**Material provided**.
>> start

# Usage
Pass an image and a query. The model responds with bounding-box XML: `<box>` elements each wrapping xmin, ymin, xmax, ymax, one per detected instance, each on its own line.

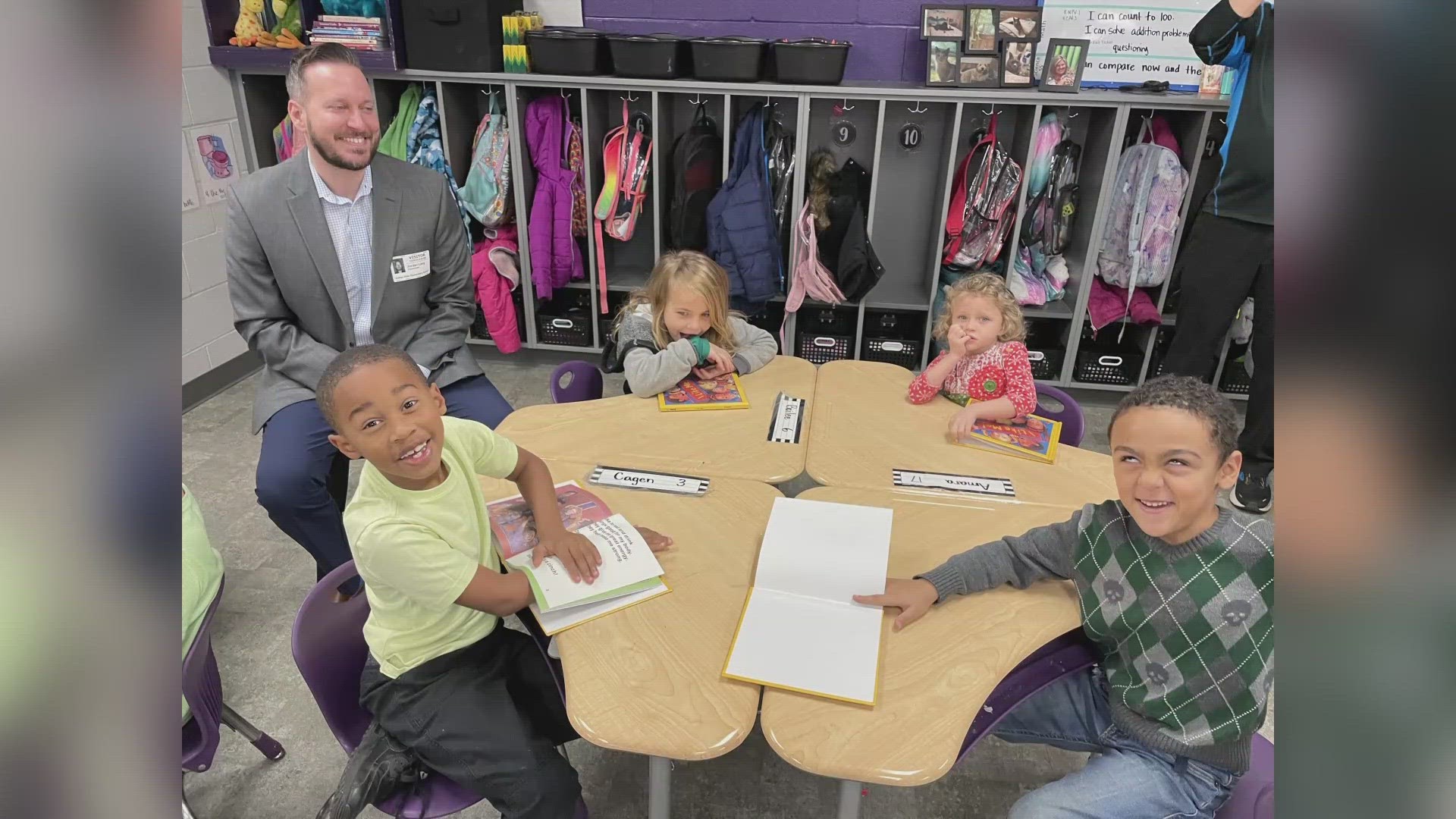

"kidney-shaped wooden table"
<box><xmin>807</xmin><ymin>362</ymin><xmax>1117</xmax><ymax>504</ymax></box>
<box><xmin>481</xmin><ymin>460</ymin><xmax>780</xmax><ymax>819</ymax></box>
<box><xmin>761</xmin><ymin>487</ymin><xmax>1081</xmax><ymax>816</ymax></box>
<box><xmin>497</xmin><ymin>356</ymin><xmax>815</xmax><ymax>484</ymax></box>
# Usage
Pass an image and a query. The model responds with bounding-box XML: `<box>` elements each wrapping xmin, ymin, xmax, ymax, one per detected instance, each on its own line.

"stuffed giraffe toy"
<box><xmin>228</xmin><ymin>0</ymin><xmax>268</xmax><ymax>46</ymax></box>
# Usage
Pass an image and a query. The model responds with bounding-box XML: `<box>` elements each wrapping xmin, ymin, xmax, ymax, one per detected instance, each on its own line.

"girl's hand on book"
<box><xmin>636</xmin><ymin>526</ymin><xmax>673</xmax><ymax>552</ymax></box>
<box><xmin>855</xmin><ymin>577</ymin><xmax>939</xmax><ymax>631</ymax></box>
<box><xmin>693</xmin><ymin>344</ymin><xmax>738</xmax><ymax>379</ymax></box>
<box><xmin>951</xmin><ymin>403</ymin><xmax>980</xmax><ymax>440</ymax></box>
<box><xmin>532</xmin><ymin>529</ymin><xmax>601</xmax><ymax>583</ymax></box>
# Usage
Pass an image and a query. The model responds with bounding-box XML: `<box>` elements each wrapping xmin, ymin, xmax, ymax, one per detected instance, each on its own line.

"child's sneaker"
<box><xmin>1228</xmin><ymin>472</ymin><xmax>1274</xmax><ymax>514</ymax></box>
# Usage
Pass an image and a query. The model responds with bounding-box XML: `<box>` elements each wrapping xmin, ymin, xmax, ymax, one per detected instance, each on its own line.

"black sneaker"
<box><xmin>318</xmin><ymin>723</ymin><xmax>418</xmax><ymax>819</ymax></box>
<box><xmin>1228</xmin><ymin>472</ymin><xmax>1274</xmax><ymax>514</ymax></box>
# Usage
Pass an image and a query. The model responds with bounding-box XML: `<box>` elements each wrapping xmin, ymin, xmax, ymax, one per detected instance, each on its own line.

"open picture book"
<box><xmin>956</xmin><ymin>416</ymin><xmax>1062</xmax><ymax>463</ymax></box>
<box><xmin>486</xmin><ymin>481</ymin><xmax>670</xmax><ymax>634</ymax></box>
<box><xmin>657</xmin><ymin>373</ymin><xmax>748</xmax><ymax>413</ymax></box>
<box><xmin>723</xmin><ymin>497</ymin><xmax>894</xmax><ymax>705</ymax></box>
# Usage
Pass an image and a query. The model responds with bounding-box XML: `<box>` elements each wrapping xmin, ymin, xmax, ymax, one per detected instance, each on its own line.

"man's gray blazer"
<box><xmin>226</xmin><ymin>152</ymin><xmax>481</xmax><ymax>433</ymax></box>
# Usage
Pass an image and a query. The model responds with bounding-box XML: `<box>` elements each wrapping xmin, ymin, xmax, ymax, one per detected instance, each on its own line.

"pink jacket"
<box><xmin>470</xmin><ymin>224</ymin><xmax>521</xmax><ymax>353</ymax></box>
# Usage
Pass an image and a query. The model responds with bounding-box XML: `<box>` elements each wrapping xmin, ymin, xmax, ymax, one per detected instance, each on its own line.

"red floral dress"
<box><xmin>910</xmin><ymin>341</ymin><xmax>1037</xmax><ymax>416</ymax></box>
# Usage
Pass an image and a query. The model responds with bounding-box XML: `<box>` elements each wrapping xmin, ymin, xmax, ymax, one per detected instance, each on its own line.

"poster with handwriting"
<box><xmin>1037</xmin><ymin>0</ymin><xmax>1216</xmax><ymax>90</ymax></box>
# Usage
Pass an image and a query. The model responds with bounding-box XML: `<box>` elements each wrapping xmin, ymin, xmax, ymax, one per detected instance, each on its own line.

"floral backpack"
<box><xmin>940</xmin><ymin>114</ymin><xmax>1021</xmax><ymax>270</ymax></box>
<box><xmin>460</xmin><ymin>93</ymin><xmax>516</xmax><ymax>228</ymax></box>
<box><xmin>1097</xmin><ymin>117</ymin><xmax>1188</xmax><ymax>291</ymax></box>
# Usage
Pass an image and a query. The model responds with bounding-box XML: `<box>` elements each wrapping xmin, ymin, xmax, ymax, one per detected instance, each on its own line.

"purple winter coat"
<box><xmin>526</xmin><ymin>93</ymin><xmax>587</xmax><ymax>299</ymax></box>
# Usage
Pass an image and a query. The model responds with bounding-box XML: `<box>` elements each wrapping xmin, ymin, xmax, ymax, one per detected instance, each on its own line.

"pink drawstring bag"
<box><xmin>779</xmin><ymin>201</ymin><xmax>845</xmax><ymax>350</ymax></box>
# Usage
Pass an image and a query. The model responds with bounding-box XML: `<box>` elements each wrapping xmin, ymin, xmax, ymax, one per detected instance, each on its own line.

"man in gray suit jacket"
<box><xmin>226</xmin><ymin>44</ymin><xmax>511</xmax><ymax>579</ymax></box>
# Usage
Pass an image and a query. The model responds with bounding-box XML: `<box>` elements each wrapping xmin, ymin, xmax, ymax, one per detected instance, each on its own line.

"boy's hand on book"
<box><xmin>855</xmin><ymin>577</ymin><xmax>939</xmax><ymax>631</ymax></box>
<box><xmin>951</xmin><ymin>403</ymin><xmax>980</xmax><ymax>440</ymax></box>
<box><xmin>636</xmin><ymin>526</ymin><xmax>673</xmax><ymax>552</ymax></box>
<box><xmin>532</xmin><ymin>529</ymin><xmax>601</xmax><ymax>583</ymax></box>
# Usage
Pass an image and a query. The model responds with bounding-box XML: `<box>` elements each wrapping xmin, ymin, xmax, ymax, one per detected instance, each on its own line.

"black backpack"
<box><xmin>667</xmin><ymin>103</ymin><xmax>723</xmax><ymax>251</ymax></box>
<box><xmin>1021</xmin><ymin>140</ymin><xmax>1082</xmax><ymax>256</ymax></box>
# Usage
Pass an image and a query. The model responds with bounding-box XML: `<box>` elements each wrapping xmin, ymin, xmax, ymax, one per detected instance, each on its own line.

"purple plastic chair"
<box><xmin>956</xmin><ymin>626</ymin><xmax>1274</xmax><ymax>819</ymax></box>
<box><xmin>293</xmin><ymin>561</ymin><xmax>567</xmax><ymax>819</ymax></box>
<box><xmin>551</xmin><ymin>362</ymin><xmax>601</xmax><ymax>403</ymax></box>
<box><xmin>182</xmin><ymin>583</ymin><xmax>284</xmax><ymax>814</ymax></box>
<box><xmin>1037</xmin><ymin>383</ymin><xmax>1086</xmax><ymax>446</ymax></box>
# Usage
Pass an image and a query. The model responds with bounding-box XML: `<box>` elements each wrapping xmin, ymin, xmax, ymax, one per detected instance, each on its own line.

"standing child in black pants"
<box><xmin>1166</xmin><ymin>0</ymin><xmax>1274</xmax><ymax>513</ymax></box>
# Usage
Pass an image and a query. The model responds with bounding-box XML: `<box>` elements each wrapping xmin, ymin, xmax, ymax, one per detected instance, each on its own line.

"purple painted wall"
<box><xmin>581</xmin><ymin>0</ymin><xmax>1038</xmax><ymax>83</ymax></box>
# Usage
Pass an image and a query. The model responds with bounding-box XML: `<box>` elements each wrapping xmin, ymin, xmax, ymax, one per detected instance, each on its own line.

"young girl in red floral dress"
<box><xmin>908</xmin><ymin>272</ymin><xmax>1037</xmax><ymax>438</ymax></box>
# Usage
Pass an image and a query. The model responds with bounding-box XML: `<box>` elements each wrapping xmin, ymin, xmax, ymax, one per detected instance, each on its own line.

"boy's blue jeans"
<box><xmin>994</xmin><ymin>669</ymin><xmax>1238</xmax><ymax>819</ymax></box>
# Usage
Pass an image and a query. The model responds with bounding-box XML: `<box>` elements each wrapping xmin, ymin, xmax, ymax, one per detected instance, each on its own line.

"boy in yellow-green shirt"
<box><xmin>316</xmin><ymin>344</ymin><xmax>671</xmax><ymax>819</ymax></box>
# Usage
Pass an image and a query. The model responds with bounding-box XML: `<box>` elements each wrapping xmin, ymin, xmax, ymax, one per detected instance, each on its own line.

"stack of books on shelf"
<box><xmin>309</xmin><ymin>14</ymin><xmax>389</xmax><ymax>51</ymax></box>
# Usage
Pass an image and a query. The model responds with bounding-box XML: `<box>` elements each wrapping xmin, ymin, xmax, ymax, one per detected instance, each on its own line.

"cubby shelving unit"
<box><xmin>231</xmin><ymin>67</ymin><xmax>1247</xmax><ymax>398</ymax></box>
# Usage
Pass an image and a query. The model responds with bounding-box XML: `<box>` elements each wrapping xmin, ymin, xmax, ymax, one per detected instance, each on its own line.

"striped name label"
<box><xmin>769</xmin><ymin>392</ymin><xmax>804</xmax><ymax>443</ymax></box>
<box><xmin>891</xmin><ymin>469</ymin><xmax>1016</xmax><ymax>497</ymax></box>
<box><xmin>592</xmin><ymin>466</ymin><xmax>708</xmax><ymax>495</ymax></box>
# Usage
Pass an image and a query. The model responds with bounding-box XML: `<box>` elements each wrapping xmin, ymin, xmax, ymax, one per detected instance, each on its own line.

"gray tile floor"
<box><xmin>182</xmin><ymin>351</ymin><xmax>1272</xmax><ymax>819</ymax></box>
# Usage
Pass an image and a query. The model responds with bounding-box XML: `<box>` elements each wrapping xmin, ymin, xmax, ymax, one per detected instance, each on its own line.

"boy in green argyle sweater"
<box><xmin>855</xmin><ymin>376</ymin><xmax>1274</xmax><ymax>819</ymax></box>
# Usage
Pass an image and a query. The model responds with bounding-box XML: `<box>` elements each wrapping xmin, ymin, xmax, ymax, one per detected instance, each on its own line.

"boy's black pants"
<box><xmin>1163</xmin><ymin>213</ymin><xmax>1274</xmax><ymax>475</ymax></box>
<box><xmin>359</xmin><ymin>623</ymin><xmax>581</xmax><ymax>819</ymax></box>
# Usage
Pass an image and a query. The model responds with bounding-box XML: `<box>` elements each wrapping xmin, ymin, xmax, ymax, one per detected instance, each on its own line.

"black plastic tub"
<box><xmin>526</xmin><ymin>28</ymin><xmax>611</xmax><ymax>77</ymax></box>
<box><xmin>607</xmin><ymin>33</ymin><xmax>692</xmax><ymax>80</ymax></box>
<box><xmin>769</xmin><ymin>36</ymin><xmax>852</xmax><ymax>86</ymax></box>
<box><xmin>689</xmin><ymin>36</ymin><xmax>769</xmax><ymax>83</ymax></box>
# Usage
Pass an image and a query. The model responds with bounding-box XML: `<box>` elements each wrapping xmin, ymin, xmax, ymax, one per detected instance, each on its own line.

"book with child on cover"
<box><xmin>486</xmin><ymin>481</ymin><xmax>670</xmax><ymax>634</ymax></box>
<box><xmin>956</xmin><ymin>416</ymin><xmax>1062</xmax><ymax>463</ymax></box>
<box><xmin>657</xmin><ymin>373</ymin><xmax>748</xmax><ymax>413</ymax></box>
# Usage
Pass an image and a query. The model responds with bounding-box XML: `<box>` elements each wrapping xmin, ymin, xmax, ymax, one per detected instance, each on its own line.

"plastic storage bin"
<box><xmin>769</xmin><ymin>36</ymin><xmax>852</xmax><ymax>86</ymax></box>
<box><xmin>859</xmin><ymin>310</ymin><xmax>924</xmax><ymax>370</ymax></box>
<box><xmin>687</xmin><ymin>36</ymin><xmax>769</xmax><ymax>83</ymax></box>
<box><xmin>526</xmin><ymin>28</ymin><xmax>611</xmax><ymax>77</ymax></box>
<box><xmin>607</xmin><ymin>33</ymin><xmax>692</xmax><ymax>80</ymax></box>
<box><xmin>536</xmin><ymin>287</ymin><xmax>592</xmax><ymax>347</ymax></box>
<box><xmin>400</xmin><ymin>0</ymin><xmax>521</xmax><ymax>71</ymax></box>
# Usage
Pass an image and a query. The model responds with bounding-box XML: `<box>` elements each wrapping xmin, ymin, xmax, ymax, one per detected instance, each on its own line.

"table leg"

>> end

**Work required**.
State how many lines in the data above contain the string "gray", matching case exactly, and reply with that number alone.

**Result of this exercise**.
3